Task instructions
Recast every line of the records below as a JSON list of strings, one string per line, leaving out blank lines and the pictures.

>> begin

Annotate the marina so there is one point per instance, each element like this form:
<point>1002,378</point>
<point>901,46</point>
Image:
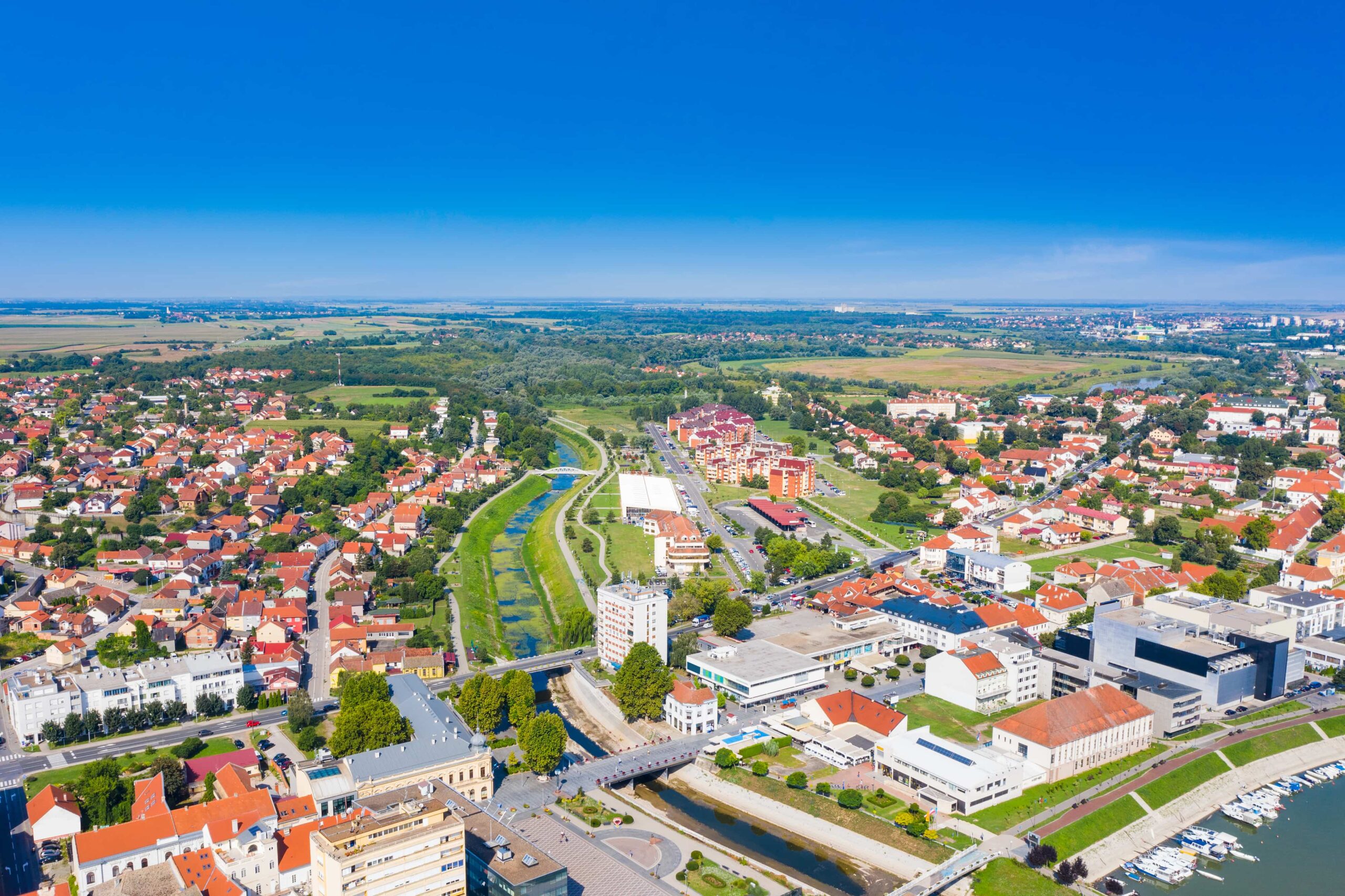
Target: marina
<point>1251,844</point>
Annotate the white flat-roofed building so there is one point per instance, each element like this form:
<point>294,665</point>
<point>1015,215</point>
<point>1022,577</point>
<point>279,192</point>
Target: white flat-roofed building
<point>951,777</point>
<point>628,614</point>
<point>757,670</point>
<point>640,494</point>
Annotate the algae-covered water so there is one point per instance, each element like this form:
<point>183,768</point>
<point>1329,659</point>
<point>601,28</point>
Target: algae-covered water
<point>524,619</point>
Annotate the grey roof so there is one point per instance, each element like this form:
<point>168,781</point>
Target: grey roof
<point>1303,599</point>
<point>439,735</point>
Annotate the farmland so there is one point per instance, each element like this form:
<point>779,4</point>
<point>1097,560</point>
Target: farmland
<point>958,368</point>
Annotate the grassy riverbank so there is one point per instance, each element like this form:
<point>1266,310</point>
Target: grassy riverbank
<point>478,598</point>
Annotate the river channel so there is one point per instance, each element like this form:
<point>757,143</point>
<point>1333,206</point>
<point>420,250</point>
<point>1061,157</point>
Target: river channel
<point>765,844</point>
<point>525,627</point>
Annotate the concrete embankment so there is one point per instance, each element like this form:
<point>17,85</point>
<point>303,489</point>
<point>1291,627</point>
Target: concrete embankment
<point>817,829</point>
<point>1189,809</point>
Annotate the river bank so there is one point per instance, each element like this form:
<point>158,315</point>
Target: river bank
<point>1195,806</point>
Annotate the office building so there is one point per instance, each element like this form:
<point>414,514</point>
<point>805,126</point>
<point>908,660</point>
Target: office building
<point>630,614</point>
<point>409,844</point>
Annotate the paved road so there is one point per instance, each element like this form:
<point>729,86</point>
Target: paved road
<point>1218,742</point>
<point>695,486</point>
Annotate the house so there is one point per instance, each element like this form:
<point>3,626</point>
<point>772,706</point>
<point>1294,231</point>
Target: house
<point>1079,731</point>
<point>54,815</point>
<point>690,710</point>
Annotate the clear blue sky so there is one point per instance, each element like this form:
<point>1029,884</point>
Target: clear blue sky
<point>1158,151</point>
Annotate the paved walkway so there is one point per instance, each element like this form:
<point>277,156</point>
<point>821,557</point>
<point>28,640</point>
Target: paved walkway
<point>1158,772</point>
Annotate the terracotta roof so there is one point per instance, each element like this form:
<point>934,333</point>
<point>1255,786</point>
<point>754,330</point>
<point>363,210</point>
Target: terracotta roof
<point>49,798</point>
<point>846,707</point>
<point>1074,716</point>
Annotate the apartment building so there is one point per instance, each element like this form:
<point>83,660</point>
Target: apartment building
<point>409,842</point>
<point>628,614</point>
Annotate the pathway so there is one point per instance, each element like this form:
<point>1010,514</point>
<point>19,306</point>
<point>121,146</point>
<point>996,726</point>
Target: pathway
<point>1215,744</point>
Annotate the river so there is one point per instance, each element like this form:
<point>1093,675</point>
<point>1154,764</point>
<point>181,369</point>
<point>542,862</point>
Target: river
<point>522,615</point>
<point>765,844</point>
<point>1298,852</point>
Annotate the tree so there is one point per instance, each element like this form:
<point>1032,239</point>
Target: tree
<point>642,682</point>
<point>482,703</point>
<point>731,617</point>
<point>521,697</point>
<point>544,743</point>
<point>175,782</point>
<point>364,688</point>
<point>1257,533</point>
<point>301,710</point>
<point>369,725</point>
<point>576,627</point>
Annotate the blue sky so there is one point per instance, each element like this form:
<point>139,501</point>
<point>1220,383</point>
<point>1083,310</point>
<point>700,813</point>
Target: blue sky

>> end

Answer to this exercise
[
  "Annotate the marina so there is one point per instance, each element like this form:",
  "<point>1002,378</point>",
  "<point>901,46</point>",
  "Image:",
  "Target: marina",
  "<point>1251,844</point>",
  "Annotate the white flat-roofed building so there is one point per instance, each element like this form:",
  "<point>294,665</point>",
  "<point>1015,215</point>",
  "<point>1022,577</point>",
  "<point>279,192</point>",
  "Target: white flat-roofed building",
  "<point>951,777</point>",
  "<point>628,614</point>",
  "<point>757,670</point>",
  "<point>640,494</point>",
  "Annotate the algae-covered water so there is one point per instance, each element like this form:",
  "<point>183,768</point>",
  "<point>1329,659</point>",
  "<point>601,28</point>",
  "Target: algae-covered water",
  "<point>524,619</point>",
  "Annotate the grey roof so there is one point per instance, each element like this form:",
  "<point>168,781</point>",
  "Target: grey roof",
  "<point>1303,599</point>",
  "<point>439,735</point>",
  "Annotate the farmland so there is one point per instance, each element like this form:",
  "<point>779,4</point>",
  "<point>1097,560</point>",
  "Target: farmland",
  "<point>958,368</point>",
  "Annotate the grassy riverbank so there is one point per instance, each element like this form:",
  "<point>1266,310</point>",
  "Target: grassy riverbank",
  "<point>478,598</point>",
  "Annotate the river channel so there is one point per instance, each element like this form:",
  "<point>757,143</point>",
  "<point>1333,206</point>",
  "<point>420,250</point>",
  "<point>1061,157</point>",
  "Target: river channel",
  "<point>765,844</point>",
  "<point>525,627</point>",
  "Annotate the concrete embankment so there is one point per instance, each element like this form:",
  "<point>17,85</point>",
  "<point>303,489</point>",
  "<point>1291,627</point>",
  "Target: concrete embankment",
  "<point>817,829</point>",
  "<point>1189,809</point>",
  "Annotate the river bank so there is one point per instance, each element like this form:",
  "<point>158,315</point>",
  "Target: river bank",
  "<point>1195,806</point>",
  "Annotate the office building so there is one point per instance, each element like this form:",
  "<point>414,514</point>",
  "<point>805,126</point>",
  "<point>908,660</point>",
  "Target: office building",
  "<point>630,614</point>",
  "<point>409,844</point>",
  "Annotate the paved road so there is one point per instance, each element like this form:",
  "<point>729,86</point>",
  "Target: paved road",
  "<point>1218,742</point>",
  "<point>695,486</point>",
  "Annotate the house so there is one point per instance, each element like this form:",
  "<point>3,626</point>",
  "<point>772,706</point>",
  "<point>1294,231</point>",
  "Target: house",
  "<point>1079,731</point>",
  "<point>54,815</point>",
  "<point>690,710</point>",
  "Annotate the clear blue sky so there is one point per instance, each element like this form:",
  "<point>1029,884</point>",
  "Target: clear blue sky",
  "<point>1158,151</point>",
  "Annotate the paved walkway so there is one point per instance, each element like this form:",
  "<point>277,156</point>",
  "<point>821,557</point>",
  "<point>28,640</point>",
  "Target: paved walkway",
  "<point>1158,772</point>",
  "Annotate the terracotta roof so there is one point per instance, each element like this form:",
  "<point>934,333</point>",
  "<point>1255,786</point>",
  "<point>754,330</point>",
  "<point>363,210</point>",
  "Target: terracotta roof",
  "<point>49,798</point>",
  "<point>846,707</point>",
  "<point>1074,716</point>",
  "Annotate the apartment building so there is one point per instance, each element like this form:",
  "<point>83,660</point>",
  "Target: apartment building",
  "<point>409,842</point>",
  "<point>628,614</point>",
  "Annotate the pathway so there is one point per instance, each element like this form:",
  "<point>1010,514</point>",
  "<point>19,306</point>",
  "<point>121,146</point>",
  "<point>996,726</point>",
  "Target: pathway",
  "<point>1215,744</point>",
  "Annotate the river so there is one point per instance, each element like this form:",
  "<point>1093,675</point>",
  "<point>1154,764</point>",
  "<point>181,369</point>",
  "<point>542,862</point>",
  "Target: river",
  "<point>522,615</point>",
  "<point>765,844</point>",
  "<point>1298,852</point>",
  "Annotate the tree so there is one point per instance, each element like this form:",
  "<point>1032,239</point>",
  "Target: tree",
  "<point>642,682</point>",
  "<point>482,703</point>",
  "<point>731,617</point>",
  "<point>521,697</point>",
  "<point>544,743</point>",
  "<point>175,782</point>",
  "<point>364,688</point>",
  "<point>1257,533</point>",
  "<point>301,710</point>",
  "<point>369,725</point>",
  "<point>576,627</point>",
  "Annotate the blue sky so there is one point per instance, each element like this form:",
  "<point>139,501</point>",
  "<point>1220,383</point>",
  "<point>1083,310</point>",
  "<point>700,813</point>",
  "Target: blue sky"
]